**Passage fourni**
▼▼▼

La Chronique Agora

Propriétaires fonciers, tremblez !

Vous êtes en plein dans le collimateur de Bercy…

Alors que l’économie russe est en train de s’effondrer (ce qui valut à Vladimir Poutine une réélection, où il n’a obtenu que 87% des suffrages – 13% des électeurs ont bien compris que rien ne va plus dans ce pays), Bruno Le Maire publie un nouveau bouquin en forme de cri d’alarme face aux vents contraires qui soufflent de toutes parts.

Il s’intitule La Voie française… Ah oui, dans cet ouvrage, il n’est pas question de l’état alarmant de la Russie (qui renoue avec des scores électoraux « soviétiques », notre phrase d’introduction est évidemment à prendre au second degré).

Notre ministre/écrivain déclare vouloir alerter les 27 Etats membres de l’Union européenne qui, sans lui, n’auraient rien vu venir. Et de s’interroger : « Qui sont nos concurrents ? »

Une Chine de plus en plus interventionniste, qui construit chaque année deux centrales nucléaires, ouvre quarante fabriques de semi-conducteurs, réalise des milliers de kilomètres de voies ferrées à grande vitesse, assemble plus de 30 millions de véhicules électriques – le tout avec des commandes publiques massives et des soutiens financiers considérables ?

Des Etats-Unis de plus en plus protectionnistes, qui offrent à tout industriel qui s’installe sur son sol des crédits d’impôt massifs financés par l’Inflation Reduction Act, et des prix de l’énergie cassés ?

Et il nous délivre, en une phrase, cette conclusion d’une éclatante lucidité, qui fige d’admiration tous les économistes, les journalistes et les rédacteurs des Publications Agora… et que je vous livre sans plus attendre : « Economiquement, Chine et Etats-Unis frappent vite et frappent fort. Ils ont compris les défis du temps. Et l’Europe ? »

Eh oui, Bruno résume tout en quelques mots simples et percutants !

▲▲▲

(Entrées de données enregistrées)
▼▼▼

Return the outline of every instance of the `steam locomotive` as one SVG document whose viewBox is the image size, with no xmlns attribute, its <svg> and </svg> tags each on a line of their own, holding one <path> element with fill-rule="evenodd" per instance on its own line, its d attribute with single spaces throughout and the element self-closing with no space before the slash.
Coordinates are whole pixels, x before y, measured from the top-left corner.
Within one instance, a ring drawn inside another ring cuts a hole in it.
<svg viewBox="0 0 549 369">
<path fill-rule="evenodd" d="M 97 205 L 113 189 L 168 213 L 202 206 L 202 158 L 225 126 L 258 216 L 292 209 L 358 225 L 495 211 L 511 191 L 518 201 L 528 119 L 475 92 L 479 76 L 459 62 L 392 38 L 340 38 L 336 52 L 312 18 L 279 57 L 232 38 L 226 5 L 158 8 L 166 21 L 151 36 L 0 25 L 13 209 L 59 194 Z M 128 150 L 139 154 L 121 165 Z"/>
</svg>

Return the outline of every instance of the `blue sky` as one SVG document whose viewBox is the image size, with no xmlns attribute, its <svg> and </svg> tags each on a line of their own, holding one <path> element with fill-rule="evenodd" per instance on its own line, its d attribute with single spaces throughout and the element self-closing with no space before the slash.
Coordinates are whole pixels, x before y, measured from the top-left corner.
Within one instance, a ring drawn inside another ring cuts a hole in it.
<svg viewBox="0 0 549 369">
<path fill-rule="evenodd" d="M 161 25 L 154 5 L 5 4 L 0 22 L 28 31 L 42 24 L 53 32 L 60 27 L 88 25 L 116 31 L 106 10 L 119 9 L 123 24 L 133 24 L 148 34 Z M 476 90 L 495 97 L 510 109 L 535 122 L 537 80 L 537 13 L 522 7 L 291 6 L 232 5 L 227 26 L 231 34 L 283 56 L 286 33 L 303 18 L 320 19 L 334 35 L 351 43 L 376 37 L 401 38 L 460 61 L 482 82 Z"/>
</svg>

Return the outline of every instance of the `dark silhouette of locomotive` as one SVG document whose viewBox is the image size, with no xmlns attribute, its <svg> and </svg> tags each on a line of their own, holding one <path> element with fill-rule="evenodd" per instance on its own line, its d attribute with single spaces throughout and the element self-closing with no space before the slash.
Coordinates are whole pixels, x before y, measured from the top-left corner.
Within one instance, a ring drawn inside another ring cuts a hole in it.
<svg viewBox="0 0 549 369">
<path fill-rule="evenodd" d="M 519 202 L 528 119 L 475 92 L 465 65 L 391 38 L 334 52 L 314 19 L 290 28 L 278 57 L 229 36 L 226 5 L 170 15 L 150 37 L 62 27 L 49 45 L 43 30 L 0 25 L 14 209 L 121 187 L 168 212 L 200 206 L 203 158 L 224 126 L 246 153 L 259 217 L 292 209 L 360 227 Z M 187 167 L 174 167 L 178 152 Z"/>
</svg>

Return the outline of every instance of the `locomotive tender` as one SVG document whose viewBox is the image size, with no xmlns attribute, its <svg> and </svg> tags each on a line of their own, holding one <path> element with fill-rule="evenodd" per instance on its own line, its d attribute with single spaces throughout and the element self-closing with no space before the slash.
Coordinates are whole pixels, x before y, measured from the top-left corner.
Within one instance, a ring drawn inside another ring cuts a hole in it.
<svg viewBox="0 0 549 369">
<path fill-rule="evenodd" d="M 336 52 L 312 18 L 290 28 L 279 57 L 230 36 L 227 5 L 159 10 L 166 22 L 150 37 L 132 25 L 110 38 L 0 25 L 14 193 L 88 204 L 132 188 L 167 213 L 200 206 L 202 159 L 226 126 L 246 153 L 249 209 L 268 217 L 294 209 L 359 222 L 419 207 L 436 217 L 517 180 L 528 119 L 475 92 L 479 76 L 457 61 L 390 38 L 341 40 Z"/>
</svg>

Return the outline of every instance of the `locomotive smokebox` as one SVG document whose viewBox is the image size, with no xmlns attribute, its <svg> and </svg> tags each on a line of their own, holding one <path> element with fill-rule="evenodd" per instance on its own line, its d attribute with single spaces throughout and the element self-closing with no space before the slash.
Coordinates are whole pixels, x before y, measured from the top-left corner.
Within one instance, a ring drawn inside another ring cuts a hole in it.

▲▲▲

Reprenez l'extrait du passage fourni compris entre « Une Chine de » et « soutiens financiers considérables ? », ces deux bornes incluses, en changeant « quarante » en « cinquante ».

Une Chine de plus en plus interventionniste, qui construit chaque année deux centrales nucléaires, ouvre cinquante fabriques de semi-conducteurs, réalise des milliers de kilomètres de voies ferrées à grande vitesse, assemble plus de 30 millions de véhicules électriques – le tout avec des commandes publiques massives et des soutiens financiers considérables ?